* HOW TO COMPLETE THIS TASK: Copy the material below line for line, changing nothing.

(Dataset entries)

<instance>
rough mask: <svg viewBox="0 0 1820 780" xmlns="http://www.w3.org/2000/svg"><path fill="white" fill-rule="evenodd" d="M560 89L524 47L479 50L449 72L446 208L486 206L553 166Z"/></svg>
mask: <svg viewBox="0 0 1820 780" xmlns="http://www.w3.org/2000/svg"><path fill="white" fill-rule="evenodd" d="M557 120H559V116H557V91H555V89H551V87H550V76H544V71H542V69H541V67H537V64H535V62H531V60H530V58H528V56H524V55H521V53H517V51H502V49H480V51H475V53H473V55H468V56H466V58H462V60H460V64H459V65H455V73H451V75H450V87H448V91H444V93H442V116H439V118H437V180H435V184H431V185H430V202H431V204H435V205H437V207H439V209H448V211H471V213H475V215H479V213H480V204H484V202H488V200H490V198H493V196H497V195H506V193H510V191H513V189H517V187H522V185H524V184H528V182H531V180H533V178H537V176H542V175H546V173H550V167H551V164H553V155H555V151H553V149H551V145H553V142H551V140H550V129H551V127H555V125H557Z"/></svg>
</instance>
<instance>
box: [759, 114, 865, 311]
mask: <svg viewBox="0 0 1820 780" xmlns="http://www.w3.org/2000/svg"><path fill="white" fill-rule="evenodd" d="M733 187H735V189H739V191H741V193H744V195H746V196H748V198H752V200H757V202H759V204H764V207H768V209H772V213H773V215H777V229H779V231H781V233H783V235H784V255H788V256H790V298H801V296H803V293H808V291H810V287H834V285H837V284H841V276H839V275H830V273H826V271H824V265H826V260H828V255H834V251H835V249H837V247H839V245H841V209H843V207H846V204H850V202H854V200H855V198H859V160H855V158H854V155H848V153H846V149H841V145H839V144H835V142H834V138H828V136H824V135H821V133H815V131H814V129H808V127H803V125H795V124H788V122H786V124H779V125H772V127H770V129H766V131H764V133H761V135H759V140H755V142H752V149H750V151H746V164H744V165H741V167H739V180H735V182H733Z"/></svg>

* REPLY:
<instance>
rough mask: <svg viewBox="0 0 1820 780" xmlns="http://www.w3.org/2000/svg"><path fill="white" fill-rule="evenodd" d="M560 89L524 47L479 50L449 72L446 208L486 206L553 166Z"/></svg>
mask: <svg viewBox="0 0 1820 780" xmlns="http://www.w3.org/2000/svg"><path fill="white" fill-rule="evenodd" d="M557 120H559V116H557V91H555V89H551V87H550V76H544V71H542V69H541V67H537V64H535V62H531V60H530V58H528V56H524V55H521V53H517V51H502V49H480V51H475V53H473V55H468V56H466V58H462V60H460V64H459V65H455V73H451V75H450V87H448V91H444V93H442V116H439V118H437V180H435V184H431V185H430V202H431V204H435V205H437V207H439V209H448V211H471V213H475V215H479V213H480V204H484V202H488V200H490V198H493V196H497V195H506V193H510V191H513V189H517V187H522V185H524V184H528V182H531V180H533V178H537V176H542V175H546V173H550V167H551V164H553V155H555V151H553V149H551V145H553V142H551V140H550V129H551V127H555V125H557Z"/></svg>
</instance>
<instance>
box: [759, 114, 865, 311]
mask: <svg viewBox="0 0 1820 780" xmlns="http://www.w3.org/2000/svg"><path fill="white" fill-rule="evenodd" d="M733 187H735V189H739V191H741V193H744V195H746V196H748V198H752V200H757V202H759V204H764V207H768V209H772V213H773V215H777V229H779V231H781V233H783V235H784V255H788V256H790V298H801V296H803V293H808V291H810V287H834V285H837V284H841V276H839V275H830V273H826V271H824V265H826V260H828V255H834V251H835V249H837V247H839V245H841V209H843V207H846V204H850V202H854V200H855V198H859V160H855V158H854V155H848V153H846V149H841V145H839V144H835V142H834V138H828V136H824V135H821V133H815V131H814V129H808V127H803V125H795V124H788V122H786V124H779V125H772V127H770V129H766V131H764V133H761V135H759V140H755V142H752V149H750V151H746V164H744V165H741V167H739V180H735V182H733Z"/></svg>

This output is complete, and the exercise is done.